(Provided data)
★ ★ ★ ★

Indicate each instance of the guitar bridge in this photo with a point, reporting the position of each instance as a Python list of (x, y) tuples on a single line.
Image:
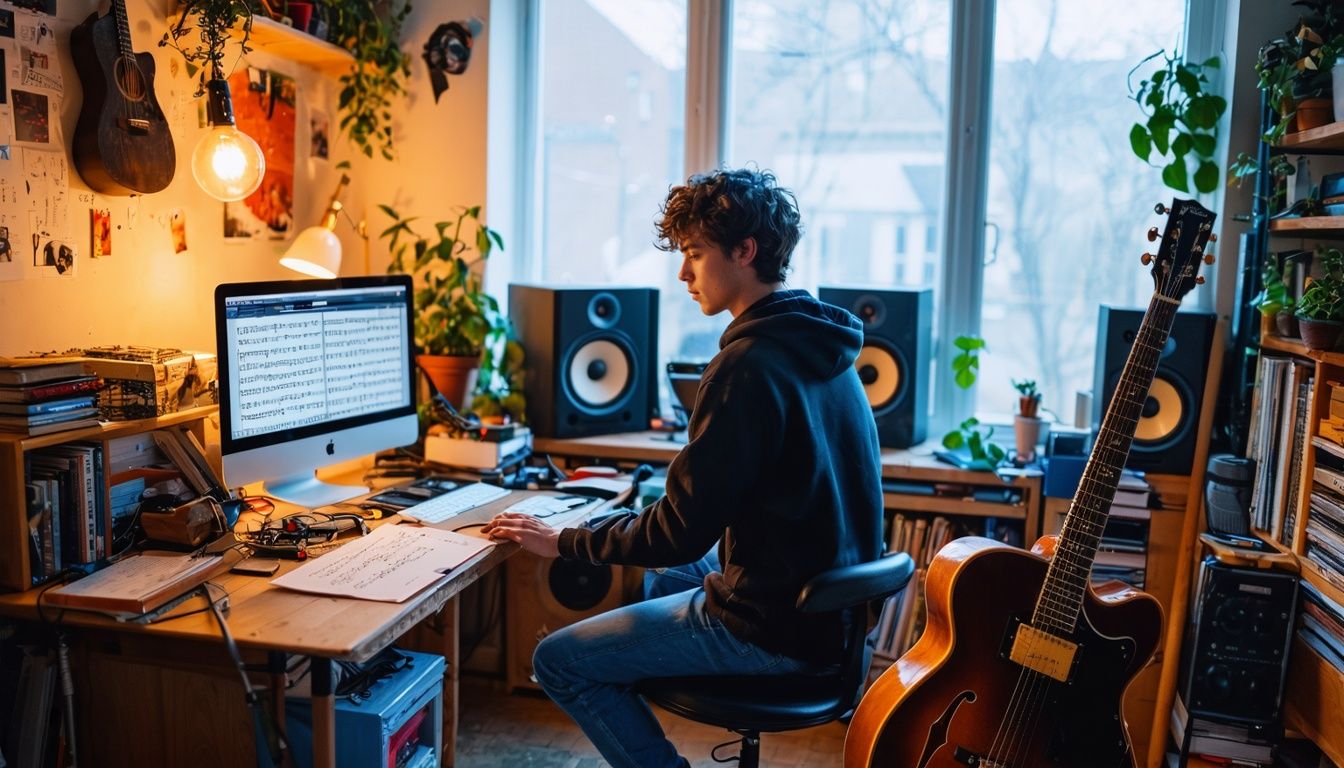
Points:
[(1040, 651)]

★ ★ ★ ★

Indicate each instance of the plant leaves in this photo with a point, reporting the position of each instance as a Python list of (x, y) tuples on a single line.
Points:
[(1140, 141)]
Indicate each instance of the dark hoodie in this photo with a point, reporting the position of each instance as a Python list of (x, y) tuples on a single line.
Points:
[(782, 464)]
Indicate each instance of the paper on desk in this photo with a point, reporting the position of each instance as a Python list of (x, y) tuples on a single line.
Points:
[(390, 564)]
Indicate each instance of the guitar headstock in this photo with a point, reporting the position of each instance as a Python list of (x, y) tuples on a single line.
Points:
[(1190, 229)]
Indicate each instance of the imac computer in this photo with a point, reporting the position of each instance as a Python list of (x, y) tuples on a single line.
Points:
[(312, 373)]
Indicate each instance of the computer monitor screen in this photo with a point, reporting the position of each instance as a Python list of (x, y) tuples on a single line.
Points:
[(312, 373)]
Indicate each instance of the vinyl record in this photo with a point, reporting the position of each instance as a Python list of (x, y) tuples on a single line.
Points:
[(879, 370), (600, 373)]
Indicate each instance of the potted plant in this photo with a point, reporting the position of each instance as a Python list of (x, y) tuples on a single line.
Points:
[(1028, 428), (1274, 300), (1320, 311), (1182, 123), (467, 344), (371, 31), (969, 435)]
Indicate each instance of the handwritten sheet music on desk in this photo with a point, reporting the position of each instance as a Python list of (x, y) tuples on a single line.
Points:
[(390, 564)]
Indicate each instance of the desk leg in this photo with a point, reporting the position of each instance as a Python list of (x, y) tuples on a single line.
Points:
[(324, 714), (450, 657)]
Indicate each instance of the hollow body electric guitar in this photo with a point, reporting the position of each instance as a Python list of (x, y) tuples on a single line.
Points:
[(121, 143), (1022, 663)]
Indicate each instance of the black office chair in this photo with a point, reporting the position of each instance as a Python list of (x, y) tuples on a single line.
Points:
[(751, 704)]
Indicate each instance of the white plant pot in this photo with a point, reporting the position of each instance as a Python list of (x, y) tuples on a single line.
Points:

★ ★ ★ ★

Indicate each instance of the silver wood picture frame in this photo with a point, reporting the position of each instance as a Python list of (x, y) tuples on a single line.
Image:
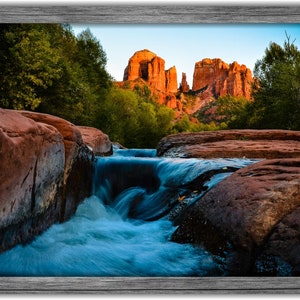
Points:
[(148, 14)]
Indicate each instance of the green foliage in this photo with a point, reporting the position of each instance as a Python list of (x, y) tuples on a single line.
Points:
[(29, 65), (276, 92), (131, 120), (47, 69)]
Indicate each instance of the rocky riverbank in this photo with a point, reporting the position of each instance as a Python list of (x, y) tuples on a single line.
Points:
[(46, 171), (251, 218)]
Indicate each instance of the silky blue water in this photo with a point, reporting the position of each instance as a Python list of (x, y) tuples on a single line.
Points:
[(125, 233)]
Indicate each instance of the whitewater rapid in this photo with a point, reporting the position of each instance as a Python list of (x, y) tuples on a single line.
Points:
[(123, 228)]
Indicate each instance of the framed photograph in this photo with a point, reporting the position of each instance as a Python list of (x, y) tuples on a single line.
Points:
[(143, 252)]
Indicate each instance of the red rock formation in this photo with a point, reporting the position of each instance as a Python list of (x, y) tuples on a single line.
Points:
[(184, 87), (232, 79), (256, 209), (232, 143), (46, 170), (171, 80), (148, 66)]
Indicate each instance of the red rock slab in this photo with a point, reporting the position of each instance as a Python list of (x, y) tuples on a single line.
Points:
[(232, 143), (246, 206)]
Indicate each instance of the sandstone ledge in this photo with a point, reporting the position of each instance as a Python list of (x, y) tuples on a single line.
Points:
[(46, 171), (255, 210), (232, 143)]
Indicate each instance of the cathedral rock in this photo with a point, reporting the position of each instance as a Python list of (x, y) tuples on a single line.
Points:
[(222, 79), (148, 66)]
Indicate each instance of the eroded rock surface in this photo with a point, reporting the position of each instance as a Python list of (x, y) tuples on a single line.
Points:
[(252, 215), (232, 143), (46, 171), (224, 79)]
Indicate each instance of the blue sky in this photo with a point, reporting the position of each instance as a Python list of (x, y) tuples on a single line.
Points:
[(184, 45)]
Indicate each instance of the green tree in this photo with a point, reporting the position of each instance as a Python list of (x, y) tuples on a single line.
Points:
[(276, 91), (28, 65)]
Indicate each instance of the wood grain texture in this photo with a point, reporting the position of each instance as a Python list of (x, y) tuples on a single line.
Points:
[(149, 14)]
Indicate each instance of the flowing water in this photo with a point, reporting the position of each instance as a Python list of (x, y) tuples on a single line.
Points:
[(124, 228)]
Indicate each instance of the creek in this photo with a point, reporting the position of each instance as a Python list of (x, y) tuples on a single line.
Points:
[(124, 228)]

★ ★ ★ ★

(Task to complete) Out of the data above, set down the lines from the one with "Indicate each instance of the dark" to the one with "Indicate each instance of the potted", both included, exactly as written and with no additions.

(Solution to this problem)
Indicate each instance of the dark hoodie in this photo with a point, reporting the position of each instance as a Python list of (x, y) tuples on a single line.
Points:
[(782, 464)]
Indicate each instance of the paper on desk in this photo with a point, reporting the position of each instance as a Python list of (x, y) tuples on a single line.
Points:
[(390, 564)]
Indicate each instance of the guitar headstock in this photo with a point, reporting the position of each instance as a Python list of (x, y) tuples on a single line.
Points:
[(1190, 229)]
Indicate each instance of the imac computer in this photo with a point, reporting the position of each instance as a Python list of (x, y) tuples on a single line.
Points:
[(312, 373)]
Indicate each instance of the computer monitor screen in this photo with a point, reporting the position of each instance as a Python list of (x, y) tuples on a single line.
Points:
[(312, 373)]
Indicate each instance of the vinyl record in this photo with a point, reporting the position of each instance as a Python list of (x, y) tuples on a single line.
Points:
[(879, 370), (600, 373)]
Indicate each instance of the potted plant in this photo with a point, reporting the position of each instance as a Python list of (x, y) tuples on a single line.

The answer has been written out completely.